- Exercise prompt:
Could you copy word for word the stretch of the DIVE architecture overview that opens with "DIVE architecture overview" and closes with "clients share code."?

- Passage shown:
· · · · ·

DIVE architecture overview
This page describes how the DIVE codebase is organized: repository layout, Girder plugins, Docker services, server and Celery tasks, and how the web and desktop clients share code.
DIVE is a web and desktop application for video/image annotation and integration with VIAME computer-vision pipelines. At runtime it follows the standard Girder + Girder Worker + Docker pattern.
Overview
Users upload videos or image sequences, annotate them (boxes, polygons, tracks across frames), run VIAME detection/training pipelines, and export annotations.
| Layer | Stack |
|---|---|
| Data & API | Girder 5 |
| Async jobs | Celery via Girder Worker |
| Persistence | MongoDB |
| Message broker | RabbitMQ |
| Job notifications | Redis → WebSockets to the browser |
| Frontend | Vue 2 + Vuetify + GeoJS |
| CV / media | VIAME, FFmpeg (inside worker images) |
Two ways to run the UI:
- Web — Browser talks to Girder (for example
http://localhost:8010when using Docker Compose locally, or a deployed host). - Desktop — Electron app with a local Express server that mirrors Girder-style APIs and runs VIAME/FFmpeg on the filesystem.
Both UIs share the same annotator and DIVE shell code; only the platform layer (how data and jobs are reached) differs.
flowchart TB
subgraph clients [Clients]
Web[Web: platform/web-girder]
Desktop[Desktop: Electron + Express]
Shared[dive-common + src annotator]
Web --> Shared
Desktop --> Shared
end
subgraph stack [Docker / server stack]
Traefik[Traefik :8010]
Girder[Girder API + static UI]
Mongo[(MongoDB)]
Rabbit[(RabbitMQ)]
Redis[(Redis)]
WDef[CPU worker — queue: celery]
WPipe[GPU worker — queue: pipelines]
WTrain[GPU worker — queue: training]
WLocal[localworker — queue: local]
end
Web -->|REST + WebSocket| Traefik
Traefik --> Girder
Girder --> Mongo
Girder -->|Celery apply_async| Rabbit
Rabbit --> WDef
Rabbit --> WPipe
Rabbit --> WTrain
Girder --> WLocal
Girder --> Redis
Web -->|job updates| Redis
Top-level repository layout
DIVE is not an npm/yarn workspaces monorepo. There is one Python project under server/ and one npm package under client/. Production Docker images build the client and bundle static assets into the Girder image.

· · · · ·

- Recorded information:
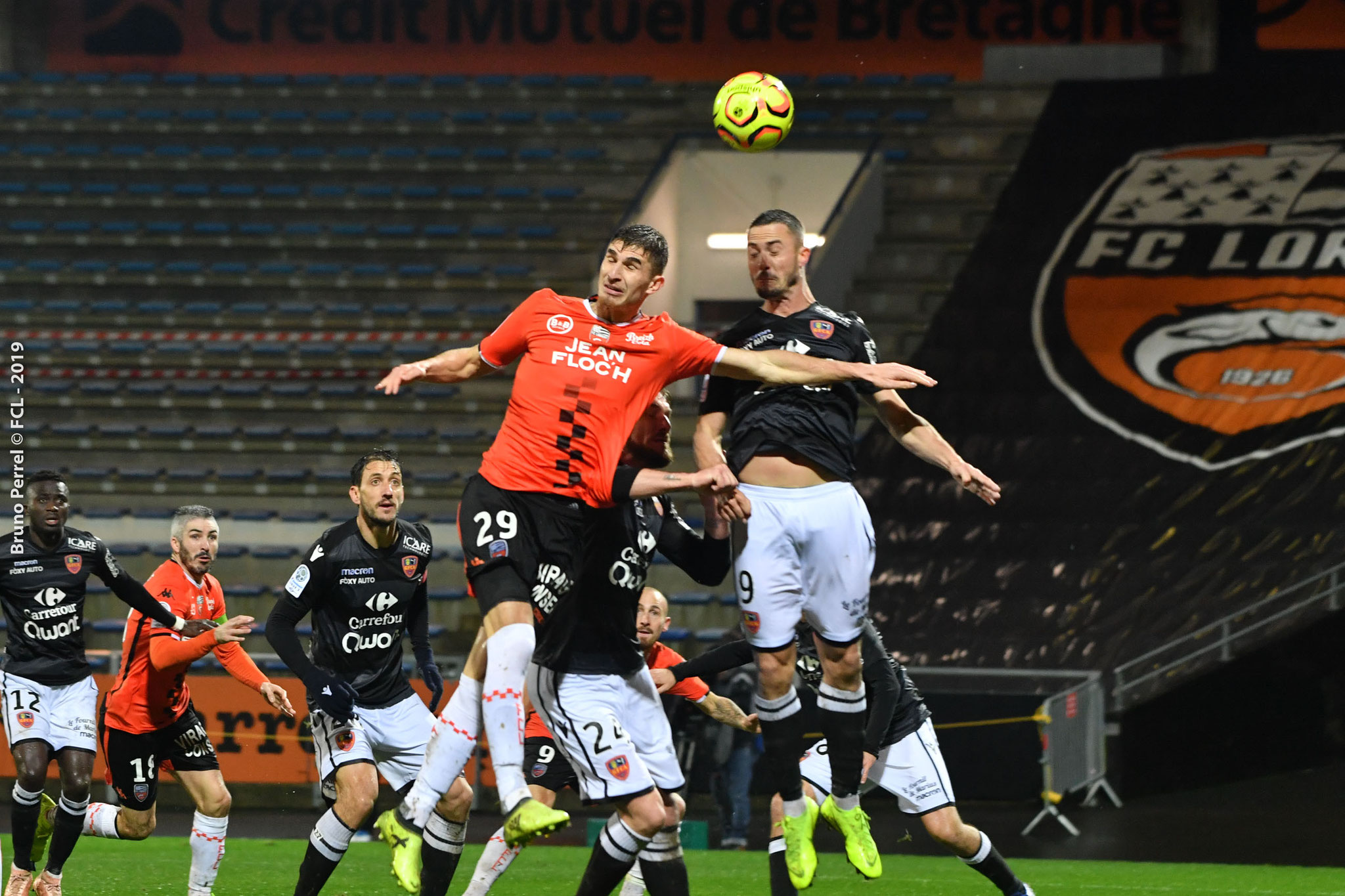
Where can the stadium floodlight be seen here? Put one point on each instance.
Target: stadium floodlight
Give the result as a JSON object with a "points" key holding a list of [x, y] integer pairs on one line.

· · · · ·

- Result below:
DIVE architecture overview
This page describes how the DIVE codebase is organized: repository layout, Girder plugins, Docker services, server and Celery tasks, and how the web and desktop clients share code.